**PROMPT:** Output only the lines below that start at the line containing "Target: man's hand" and end at the line containing "Locate the wall;", with both ends kept.

■ ■ ■ ■ ■ ■ ■

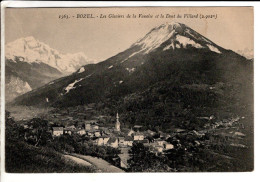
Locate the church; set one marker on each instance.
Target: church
(117, 125)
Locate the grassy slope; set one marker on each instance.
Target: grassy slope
(24, 158)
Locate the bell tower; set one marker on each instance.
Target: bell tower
(117, 125)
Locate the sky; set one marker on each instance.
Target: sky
(100, 38)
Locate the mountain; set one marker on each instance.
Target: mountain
(31, 64)
(171, 64)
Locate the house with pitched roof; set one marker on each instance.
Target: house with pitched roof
(57, 131)
(113, 142)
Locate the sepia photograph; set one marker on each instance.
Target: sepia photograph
(129, 89)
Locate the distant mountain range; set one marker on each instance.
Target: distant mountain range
(31, 64)
(171, 56)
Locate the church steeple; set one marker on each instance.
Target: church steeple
(117, 126)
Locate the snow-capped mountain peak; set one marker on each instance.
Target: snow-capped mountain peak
(31, 50)
(180, 36)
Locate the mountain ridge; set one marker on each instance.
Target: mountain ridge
(168, 51)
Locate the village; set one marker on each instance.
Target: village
(116, 137)
(97, 131)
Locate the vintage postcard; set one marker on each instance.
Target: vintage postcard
(129, 89)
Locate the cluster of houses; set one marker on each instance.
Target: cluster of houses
(114, 137)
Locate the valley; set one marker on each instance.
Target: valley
(174, 101)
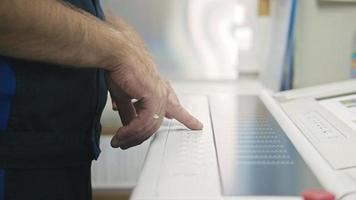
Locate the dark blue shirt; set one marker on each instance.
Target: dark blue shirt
(50, 114)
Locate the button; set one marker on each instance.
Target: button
(317, 195)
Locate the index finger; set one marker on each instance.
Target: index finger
(183, 116)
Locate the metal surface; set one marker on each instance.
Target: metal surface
(255, 156)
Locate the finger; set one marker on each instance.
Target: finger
(127, 112)
(113, 104)
(138, 127)
(137, 141)
(183, 116)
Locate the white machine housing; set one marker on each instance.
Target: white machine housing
(182, 164)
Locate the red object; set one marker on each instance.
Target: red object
(317, 195)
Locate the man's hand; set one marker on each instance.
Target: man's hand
(154, 100)
(55, 32)
(154, 97)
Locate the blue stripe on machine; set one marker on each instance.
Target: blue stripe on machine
(7, 90)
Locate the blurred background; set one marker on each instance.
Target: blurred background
(283, 44)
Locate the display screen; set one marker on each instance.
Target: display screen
(255, 156)
(343, 107)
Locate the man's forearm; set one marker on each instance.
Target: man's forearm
(51, 31)
(120, 25)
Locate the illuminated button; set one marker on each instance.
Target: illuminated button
(317, 195)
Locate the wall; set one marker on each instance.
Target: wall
(325, 33)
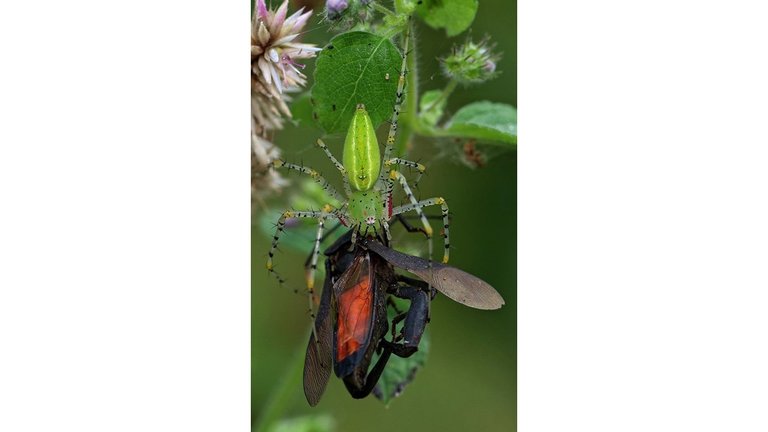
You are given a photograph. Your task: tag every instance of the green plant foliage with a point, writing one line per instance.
(356, 67)
(454, 16)
(431, 107)
(401, 371)
(485, 121)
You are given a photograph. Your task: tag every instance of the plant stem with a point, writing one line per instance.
(282, 394)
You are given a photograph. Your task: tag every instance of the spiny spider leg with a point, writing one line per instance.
(312, 173)
(398, 105)
(339, 166)
(405, 162)
(321, 215)
(427, 203)
(315, 252)
(427, 227)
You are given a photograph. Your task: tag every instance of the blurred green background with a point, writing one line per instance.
(469, 381)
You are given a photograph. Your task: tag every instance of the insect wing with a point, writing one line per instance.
(319, 358)
(353, 295)
(456, 284)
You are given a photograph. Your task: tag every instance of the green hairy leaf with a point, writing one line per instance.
(431, 107)
(356, 67)
(486, 121)
(454, 16)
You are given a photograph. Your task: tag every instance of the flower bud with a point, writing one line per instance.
(471, 62)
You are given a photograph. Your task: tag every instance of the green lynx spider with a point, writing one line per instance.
(368, 187)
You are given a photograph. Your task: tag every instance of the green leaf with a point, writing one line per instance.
(431, 107)
(311, 423)
(485, 121)
(356, 67)
(454, 16)
(400, 371)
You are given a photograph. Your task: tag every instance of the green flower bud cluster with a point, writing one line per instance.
(471, 62)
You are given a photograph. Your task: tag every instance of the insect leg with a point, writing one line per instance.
(312, 173)
(416, 320)
(398, 161)
(400, 96)
(417, 206)
(321, 215)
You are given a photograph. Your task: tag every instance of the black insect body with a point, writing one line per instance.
(352, 320)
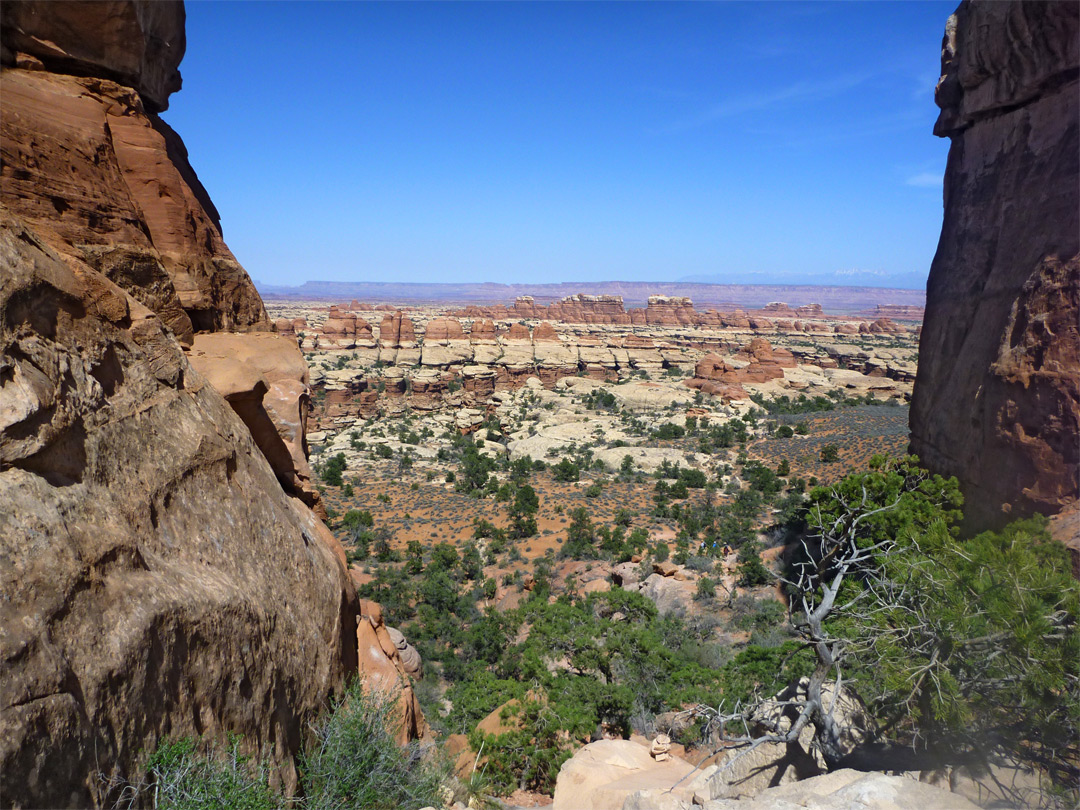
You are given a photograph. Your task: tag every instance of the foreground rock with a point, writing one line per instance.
(997, 399)
(157, 579)
(605, 773)
(265, 379)
(387, 664)
(844, 790)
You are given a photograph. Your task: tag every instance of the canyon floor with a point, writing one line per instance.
(433, 419)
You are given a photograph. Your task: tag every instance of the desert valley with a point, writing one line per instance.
(649, 547)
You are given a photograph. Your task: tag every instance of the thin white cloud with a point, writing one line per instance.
(925, 179)
(800, 92)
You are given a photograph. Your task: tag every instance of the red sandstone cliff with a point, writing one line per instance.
(163, 572)
(996, 400)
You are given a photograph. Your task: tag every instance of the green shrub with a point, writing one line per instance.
(333, 470)
(356, 764)
(186, 779)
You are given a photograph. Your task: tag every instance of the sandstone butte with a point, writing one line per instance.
(997, 394)
(164, 568)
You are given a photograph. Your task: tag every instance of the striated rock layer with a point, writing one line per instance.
(102, 178)
(996, 400)
(158, 578)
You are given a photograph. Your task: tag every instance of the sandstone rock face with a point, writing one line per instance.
(138, 44)
(396, 332)
(265, 378)
(996, 400)
(157, 579)
(102, 179)
(444, 328)
(591, 309)
(844, 790)
(665, 311)
(383, 670)
(482, 331)
(604, 773)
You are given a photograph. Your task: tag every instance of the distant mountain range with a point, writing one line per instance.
(838, 278)
(836, 298)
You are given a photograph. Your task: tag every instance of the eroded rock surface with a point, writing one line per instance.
(157, 579)
(997, 399)
(102, 179)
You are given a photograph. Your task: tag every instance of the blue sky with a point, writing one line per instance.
(568, 142)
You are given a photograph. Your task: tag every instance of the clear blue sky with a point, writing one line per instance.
(568, 142)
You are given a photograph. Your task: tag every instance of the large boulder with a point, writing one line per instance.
(138, 44)
(265, 378)
(844, 790)
(383, 671)
(103, 180)
(997, 396)
(604, 773)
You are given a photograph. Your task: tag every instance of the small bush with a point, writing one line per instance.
(356, 764)
(184, 779)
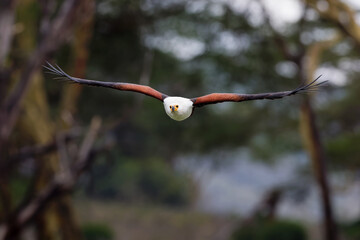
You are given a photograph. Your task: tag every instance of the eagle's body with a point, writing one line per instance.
(180, 108)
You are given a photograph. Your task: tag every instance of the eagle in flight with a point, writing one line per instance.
(180, 108)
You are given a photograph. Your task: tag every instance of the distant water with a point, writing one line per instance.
(231, 183)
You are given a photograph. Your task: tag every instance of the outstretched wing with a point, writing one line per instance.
(234, 97)
(116, 85)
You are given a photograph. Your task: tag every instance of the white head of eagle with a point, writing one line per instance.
(178, 108)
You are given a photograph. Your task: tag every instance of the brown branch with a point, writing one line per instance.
(36, 151)
(60, 29)
(61, 184)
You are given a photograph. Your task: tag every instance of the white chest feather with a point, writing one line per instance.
(178, 108)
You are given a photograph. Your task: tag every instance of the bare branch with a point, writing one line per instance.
(61, 184)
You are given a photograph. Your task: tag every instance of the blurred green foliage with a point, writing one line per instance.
(97, 231)
(136, 181)
(272, 230)
(351, 230)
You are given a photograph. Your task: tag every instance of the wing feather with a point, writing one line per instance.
(234, 97)
(56, 70)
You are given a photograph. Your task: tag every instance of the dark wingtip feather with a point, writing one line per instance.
(313, 86)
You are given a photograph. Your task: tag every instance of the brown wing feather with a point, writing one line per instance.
(234, 97)
(116, 85)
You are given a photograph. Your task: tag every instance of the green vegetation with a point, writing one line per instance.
(272, 230)
(96, 231)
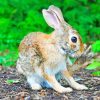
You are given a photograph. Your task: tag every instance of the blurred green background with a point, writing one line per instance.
(19, 17)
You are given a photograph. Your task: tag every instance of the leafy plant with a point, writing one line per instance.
(95, 65)
(19, 17)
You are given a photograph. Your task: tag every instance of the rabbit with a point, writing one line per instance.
(42, 56)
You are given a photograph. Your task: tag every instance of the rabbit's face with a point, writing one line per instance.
(71, 42)
(69, 39)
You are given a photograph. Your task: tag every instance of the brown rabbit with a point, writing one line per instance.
(42, 57)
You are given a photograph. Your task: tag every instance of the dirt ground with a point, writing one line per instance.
(22, 91)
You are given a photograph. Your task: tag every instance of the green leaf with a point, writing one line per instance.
(94, 65)
(11, 81)
(96, 73)
(96, 46)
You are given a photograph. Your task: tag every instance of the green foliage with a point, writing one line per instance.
(19, 17)
(96, 46)
(96, 73)
(94, 65)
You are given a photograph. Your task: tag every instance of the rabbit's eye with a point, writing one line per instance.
(74, 39)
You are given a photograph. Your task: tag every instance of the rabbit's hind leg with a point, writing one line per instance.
(34, 81)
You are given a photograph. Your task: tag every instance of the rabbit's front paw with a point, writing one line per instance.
(63, 90)
(81, 87)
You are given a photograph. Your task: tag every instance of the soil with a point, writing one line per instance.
(22, 91)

■ ■ ■ ■ ■ ■ ■

**EXERCISE OUTPUT:**
Target: man's hand
(154, 100)
(55, 32)
(154, 97)
Locate the blue stripe on machine; set one marker on each instance.
Target: blue stripe on machine
(7, 90)
Locate the blurred background; set one marker on each instance.
Target: blurred background
(283, 44)
Locate the display screen; set one marker on each instance.
Target: display screen
(255, 156)
(343, 107)
Locate the man's forearm; set one marker on each instance.
Target: man's forearm
(51, 31)
(120, 25)
Locate the illuminated button; set one marker on each instance.
Target: illuminated button
(317, 195)
Locate the wall; set one marker on each instance.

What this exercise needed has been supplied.